# ABOUT THIS TASK
Please set down the records below exactly as they appear.

Saved data entries
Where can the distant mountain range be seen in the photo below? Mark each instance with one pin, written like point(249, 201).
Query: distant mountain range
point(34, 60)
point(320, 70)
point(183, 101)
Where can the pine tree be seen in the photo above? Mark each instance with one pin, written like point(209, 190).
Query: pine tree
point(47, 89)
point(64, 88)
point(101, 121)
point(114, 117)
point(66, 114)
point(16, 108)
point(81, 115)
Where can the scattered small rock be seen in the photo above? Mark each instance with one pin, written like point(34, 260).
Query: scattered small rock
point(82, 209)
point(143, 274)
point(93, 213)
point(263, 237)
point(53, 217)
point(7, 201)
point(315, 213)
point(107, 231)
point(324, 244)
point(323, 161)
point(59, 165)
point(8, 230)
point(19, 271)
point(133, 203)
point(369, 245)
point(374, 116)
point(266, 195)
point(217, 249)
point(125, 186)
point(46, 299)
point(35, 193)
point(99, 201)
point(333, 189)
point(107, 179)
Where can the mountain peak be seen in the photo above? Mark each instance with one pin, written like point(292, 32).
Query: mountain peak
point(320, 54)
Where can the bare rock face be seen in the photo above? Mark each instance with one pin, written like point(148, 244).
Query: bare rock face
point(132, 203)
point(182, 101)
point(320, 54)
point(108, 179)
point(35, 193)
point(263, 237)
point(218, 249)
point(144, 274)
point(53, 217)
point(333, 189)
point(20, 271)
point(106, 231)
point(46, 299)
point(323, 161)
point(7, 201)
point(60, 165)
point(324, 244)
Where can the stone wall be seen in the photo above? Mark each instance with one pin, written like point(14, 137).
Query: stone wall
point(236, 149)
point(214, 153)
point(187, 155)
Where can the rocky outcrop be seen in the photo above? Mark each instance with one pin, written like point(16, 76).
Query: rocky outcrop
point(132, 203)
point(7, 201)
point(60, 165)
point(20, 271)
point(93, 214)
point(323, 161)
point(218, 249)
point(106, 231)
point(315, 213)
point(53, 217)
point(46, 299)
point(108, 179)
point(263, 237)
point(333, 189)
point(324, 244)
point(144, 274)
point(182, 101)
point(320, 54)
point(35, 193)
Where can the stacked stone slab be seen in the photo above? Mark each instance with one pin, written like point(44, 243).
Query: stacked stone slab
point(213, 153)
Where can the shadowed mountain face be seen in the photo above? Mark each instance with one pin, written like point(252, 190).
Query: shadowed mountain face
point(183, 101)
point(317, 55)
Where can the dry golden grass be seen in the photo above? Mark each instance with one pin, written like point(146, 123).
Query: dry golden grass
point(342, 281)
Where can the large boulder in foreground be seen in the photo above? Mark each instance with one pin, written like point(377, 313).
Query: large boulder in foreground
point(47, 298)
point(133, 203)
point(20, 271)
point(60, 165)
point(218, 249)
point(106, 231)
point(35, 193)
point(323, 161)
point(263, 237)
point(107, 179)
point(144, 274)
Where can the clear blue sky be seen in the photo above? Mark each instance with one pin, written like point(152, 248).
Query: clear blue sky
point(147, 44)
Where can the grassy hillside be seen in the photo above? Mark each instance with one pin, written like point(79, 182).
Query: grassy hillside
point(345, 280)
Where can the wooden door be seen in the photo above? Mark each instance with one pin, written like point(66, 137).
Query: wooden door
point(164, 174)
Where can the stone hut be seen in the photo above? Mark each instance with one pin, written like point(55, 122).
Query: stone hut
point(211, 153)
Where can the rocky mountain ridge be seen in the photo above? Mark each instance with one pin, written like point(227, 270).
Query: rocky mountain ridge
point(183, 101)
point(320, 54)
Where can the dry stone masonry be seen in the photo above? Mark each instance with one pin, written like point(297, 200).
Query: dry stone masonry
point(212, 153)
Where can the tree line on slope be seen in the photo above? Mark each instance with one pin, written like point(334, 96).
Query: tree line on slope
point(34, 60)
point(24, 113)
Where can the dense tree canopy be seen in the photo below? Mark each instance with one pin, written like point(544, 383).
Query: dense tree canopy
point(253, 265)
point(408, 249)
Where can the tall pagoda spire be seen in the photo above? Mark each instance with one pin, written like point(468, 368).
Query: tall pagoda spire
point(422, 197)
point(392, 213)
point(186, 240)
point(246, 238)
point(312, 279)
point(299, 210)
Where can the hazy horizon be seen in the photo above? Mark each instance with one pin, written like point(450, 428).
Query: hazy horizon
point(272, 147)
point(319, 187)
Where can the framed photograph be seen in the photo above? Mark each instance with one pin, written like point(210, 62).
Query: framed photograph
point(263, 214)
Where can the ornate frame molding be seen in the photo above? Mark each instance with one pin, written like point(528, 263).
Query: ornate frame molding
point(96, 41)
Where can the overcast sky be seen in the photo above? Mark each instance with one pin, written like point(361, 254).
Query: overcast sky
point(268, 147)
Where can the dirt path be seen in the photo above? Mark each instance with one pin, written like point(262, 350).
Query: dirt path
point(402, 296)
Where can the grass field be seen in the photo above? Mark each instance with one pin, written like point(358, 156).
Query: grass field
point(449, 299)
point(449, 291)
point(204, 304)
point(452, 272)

# TASK OUTPUT
Where can the distant mountain range be seen in the photo below? Mark each instance with one pin, written like point(249, 201).
Query: distant mountain range
point(34, 60)
point(320, 70)
point(183, 101)
Where can the pine tree be seen in the photo above? Mark each instance with one pin, written like point(209, 190).
Query: pine tree
point(47, 89)
point(64, 88)
point(101, 121)
point(114, 117)
point(66, 114)
point(16, 108)
point(81, 115)
Where can the scattered small rock be seen in the photo above? Mark each instance with one pin, written like point(34, 260).
Query: scattered small rock
point(82, 209)
point(143, 274)
point(93, 213)
point(263, 237)
point(53, 217)
point(7, 201)
point(315, 213)
point(107, 231)
point(324, 244)
point(323, 161)
point(59, 165)
point(8, 230)
point(19, 271)
point(133, 203)
point(369, 245)
point(374, 116)
point(266, 195)
point(217, 249)
point(125, 186)
point(46, 299)
point(35, 193)
point(99, 201)
point(333, 189)
point(107, 179)
Where can the mountain peak be seen in the photo above? Mark each instance with one pin, written like point(292, 32).
Query: mountain peak
point(320, 54)
Where can the bare rock face be seen in the photo above? Mark each instance with one pin, written like point(148, 244).
Query: bare rock face
point(132, 203)
point(182, 101)
point(320, 54)
point(108, 179)
point(35, 193)
point(263, 237)
point(218, 249)
point(144, 274)
point(53, 217)
point(333, 189)
point(20, 271)
point(106, 231)
point(46, 299)
point(323, 161)
point(7, 201)
point(60, 165)
point(324, 244)
Where can the stone wall be seen in the photo above? Mark each instance with one pin, written like point(14, 137).
Query: stone wall
point(236, 149)
point(214, 153)
point(187, 155)
Where can the rocky outcrop be seen in the photo above? Mark each instance with one pin, written like point(16, 76).
Query: rocky outcrop
point(132, 203)
point(7, 201)
point(60, 165)
point(20, 271)
point(93, 214)
point(323, 161)
point(218, 249)
point(106, 231)
point(315, 213)
point(53, 217)
point(46, 299)
point(108, 179)
point(263, 237)
point(333, 189)
point(324, 244)
point(144, 274)
point(182, 101)
point(320, 54)
point(35, 193)
Where can the stacked stone slab be seen in the photo above? Mark each instance with one pin, written like point(44, 243).
Query: stacked stone slab
point(213, 153)
Where can the shadowed mountain face be seen in the photo above? Mark each instance with one pin, written like point(252, 190).
Query: shadowed mountain face
point(183, 101)
point(317, 55)
Where can the dry golden grass be seen in the photo above? Mark each instance with one pin, written like point(146, 123).
Query: dry golden grass
point(342, 281)
Where can the large boulder in foreground be seen in the photo above? Mark each instance with one pin, written like point(377, 313).
Query: large boulder in foreground
point(47, 298)
point(133, 203)
point(20, 271)
point(60, 165)
point(218, 249)
point(106, 231)
point(35, 193)
point(323, 161)
point(263, 237)
point(107, 179)
point(144, 274)
Where can the clear blue sky be seen in the photo above? Mark each instance with one pin, written like point(152, 248).
Query: clear blue sky
point(147, 44)
Where can the grassy hillside be seen in the photo above? Mark each instance with one pin, written like point(79, 182).
Query: grassy hillside
point(345, 280)
Where can the wooden door be seen in the photo above? Mark each instance with one pin, written like point(66, 137).
Query: wooden door
point(164, 174)
Where can the stone hut be seen in the photo above? Mark each instance with one pin, written like point(55, 122).
Query: stone hut
point(211, 153)
Where can the rocky mountain ridge be seen in the photo above? Mark each instance with one pin, written like point(227, 270).
Query: rocky mountain ridge
point(183, 101)
point(320, 54)
Where can the dry stone masonry be seen in the photo above? Mark each instance with one pin, written like point(297, 200).
Query: dry stone masonry
point(212, 153)
Where can the tree line on slope be seen in the photo above? Mark each instance with one pin, written like point(334, 96).
Query: tree line on slope
point(34, 60)
point(24, 113)
Where can the dense tree canopy be seen in the photo below? Mark each instance with one pin, written like point(544, 383).
Query: dense tree canopy
point(253, 265)
point(408, 249)
Where can the tall pagoda spire be seen in the photo above? Mark each instance with one pin, written like point(468, 368).
Query: tall pagoda spire
point(422, 197)
point(392, 213)
point(186, 240)
point(246, 238)
point(312, 279)
point(299, 210)
Where can the hazy horizon be seen in the photo above? Mark each instance with one pin, written like point(450, 428).
Query: hazy horizon
point(272, 147)
point(319, 187)
Where can the framed photograph be seen in the photo above? Mark each instance with one pin, written like point(210, 62).
Query: framed photograph
point(263, 214)
Where can the ornate frame molding be seen in the photo above? Mark each instance with one pin, written like point(528, 263).
Query: ornate frame molding
point(96, 41)
Where can the overcast sky be seen in the photo above? Mark each instance with one pin, written like point(361, 254).
Query: overcast sky
point(268, 147)
Where can the dirt path be seen in the photo above? Mark each instance with one pin, written like point(262, 350).
Query: dirt path
point(402, 296)
Where can the grass field be seen in the photo above? Mark each instance with one pin, written like point(358, 156).
Query: grass field
point(449, 299)
point(449, 291)
point(204, 304)
point(452, 272)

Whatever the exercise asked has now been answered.